*INSTRUCTIONS FOR THE TASK*. State how many lines in the listing below contain the string "clicks". Reply with the number alone.
[RECORDS PROVIDED Boundary: Start]
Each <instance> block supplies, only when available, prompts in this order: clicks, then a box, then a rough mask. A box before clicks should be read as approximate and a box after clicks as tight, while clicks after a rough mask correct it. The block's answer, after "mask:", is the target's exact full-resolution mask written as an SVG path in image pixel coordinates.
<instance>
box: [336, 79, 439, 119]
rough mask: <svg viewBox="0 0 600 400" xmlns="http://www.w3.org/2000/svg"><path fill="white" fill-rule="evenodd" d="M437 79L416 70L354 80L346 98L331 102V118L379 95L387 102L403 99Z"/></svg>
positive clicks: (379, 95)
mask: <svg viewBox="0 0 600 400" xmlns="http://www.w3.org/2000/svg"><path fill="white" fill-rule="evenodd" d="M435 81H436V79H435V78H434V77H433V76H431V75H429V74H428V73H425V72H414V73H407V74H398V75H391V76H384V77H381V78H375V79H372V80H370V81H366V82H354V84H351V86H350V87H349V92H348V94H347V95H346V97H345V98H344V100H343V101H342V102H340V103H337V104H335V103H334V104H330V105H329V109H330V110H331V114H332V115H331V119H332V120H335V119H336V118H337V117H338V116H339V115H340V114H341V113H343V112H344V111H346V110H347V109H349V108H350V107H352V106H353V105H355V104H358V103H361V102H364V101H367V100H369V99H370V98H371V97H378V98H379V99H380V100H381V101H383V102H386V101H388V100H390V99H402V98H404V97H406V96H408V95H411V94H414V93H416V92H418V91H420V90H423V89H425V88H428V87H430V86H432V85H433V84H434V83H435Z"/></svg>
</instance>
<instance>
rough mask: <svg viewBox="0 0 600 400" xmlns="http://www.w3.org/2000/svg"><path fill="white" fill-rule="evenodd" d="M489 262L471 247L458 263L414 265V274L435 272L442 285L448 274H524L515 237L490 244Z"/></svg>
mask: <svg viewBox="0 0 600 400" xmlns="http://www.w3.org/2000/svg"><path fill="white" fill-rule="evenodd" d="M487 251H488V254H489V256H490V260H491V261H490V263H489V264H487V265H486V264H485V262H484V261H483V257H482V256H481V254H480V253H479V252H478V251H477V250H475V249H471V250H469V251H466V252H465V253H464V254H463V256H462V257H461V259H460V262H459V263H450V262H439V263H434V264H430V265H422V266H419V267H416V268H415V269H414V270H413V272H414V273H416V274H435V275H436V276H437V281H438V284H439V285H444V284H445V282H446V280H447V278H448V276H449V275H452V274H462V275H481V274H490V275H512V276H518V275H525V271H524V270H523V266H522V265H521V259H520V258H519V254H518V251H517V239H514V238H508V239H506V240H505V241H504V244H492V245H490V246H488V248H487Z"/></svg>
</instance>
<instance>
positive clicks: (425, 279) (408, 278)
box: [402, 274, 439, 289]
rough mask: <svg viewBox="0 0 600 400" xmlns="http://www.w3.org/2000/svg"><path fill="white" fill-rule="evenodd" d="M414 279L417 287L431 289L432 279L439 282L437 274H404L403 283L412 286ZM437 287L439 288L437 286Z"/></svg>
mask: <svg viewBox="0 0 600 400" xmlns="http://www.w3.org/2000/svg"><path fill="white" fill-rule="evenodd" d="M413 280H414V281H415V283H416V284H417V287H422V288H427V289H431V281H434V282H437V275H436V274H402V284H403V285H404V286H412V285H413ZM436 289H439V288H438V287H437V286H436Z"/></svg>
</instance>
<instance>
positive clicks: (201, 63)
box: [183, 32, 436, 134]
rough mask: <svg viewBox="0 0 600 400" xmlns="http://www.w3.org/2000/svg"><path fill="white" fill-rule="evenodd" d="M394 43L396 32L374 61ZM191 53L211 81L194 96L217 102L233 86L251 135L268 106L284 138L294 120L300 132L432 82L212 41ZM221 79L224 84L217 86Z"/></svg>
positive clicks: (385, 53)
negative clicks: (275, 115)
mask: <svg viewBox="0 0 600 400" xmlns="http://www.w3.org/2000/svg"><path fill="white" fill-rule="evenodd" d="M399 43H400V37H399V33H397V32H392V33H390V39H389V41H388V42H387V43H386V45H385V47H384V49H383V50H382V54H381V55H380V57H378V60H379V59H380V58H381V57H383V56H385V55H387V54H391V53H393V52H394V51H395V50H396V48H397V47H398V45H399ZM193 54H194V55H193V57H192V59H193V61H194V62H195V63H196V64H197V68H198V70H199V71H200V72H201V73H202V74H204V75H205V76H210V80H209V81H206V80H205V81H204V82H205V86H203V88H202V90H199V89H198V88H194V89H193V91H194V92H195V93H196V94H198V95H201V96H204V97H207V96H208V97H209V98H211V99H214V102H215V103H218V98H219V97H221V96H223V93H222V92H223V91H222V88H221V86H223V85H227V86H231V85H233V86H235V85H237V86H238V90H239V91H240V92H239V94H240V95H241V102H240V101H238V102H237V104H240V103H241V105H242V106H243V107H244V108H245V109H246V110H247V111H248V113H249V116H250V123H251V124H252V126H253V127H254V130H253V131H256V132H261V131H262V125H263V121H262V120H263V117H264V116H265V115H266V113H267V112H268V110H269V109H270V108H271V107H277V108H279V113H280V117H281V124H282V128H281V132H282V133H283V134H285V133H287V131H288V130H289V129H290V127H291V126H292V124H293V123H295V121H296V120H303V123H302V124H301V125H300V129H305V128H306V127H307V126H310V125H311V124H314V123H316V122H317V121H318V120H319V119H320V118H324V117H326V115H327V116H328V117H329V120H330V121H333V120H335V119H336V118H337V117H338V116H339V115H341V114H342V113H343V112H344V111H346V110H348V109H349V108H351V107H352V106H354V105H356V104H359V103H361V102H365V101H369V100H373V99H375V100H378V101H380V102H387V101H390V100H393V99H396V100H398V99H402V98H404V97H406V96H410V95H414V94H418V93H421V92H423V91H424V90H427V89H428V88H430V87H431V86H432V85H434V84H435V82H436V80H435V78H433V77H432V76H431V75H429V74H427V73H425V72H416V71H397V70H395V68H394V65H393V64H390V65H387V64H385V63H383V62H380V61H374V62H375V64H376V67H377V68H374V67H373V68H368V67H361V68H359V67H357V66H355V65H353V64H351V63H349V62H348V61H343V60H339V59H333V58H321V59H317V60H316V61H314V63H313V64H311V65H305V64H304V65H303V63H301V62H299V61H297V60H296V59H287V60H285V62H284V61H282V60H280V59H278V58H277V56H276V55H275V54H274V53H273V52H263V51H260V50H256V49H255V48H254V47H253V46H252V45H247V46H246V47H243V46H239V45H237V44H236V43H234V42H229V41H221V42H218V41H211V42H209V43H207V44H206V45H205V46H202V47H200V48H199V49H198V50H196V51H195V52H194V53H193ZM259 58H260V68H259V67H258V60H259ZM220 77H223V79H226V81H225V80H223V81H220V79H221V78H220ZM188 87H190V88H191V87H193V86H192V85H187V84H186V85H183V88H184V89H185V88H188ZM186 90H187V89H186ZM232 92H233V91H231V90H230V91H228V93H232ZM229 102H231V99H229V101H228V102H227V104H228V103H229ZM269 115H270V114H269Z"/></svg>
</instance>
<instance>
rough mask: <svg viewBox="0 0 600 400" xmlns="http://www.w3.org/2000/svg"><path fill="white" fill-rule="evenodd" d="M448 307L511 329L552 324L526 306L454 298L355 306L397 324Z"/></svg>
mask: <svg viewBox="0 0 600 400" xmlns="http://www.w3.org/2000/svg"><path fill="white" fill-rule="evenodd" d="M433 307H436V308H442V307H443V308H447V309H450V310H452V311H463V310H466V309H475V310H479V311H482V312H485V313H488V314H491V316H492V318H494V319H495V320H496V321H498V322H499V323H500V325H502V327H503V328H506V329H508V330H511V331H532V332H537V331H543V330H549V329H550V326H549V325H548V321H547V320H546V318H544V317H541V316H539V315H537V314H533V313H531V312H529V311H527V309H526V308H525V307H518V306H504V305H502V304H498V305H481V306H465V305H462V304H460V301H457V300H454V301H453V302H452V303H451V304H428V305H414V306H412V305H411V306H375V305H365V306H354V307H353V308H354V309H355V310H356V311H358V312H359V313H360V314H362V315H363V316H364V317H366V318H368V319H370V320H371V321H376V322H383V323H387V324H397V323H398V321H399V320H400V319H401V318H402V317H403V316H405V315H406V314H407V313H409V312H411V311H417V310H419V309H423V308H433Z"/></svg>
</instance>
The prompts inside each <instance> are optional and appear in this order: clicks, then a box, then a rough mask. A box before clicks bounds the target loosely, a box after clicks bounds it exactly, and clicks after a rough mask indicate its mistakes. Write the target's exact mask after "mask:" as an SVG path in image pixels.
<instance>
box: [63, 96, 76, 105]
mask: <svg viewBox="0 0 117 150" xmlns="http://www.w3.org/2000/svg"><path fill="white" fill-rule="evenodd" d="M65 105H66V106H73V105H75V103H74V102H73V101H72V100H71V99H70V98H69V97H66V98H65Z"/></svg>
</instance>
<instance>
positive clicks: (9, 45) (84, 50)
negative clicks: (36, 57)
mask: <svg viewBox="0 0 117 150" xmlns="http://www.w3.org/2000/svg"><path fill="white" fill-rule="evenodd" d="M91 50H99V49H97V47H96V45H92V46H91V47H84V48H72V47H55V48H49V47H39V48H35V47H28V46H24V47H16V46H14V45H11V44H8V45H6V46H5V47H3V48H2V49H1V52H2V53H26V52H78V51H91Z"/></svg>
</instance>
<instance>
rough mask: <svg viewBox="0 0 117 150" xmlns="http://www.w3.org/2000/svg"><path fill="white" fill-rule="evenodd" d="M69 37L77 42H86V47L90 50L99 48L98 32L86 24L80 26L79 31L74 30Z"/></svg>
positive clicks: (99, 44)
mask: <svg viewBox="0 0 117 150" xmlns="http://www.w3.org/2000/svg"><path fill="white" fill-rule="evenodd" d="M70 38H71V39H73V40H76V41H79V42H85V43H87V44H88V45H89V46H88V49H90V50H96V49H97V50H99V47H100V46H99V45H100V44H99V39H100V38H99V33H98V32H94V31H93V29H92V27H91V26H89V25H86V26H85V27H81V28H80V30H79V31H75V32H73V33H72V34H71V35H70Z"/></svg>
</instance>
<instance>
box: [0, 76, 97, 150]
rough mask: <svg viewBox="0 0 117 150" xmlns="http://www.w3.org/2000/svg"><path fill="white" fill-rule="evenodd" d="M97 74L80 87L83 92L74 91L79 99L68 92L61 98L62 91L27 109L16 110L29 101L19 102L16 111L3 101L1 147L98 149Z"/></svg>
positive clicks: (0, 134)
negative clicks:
[RECORDS PROVIDED Boundary: End]
*ANSWER SPACE*. 12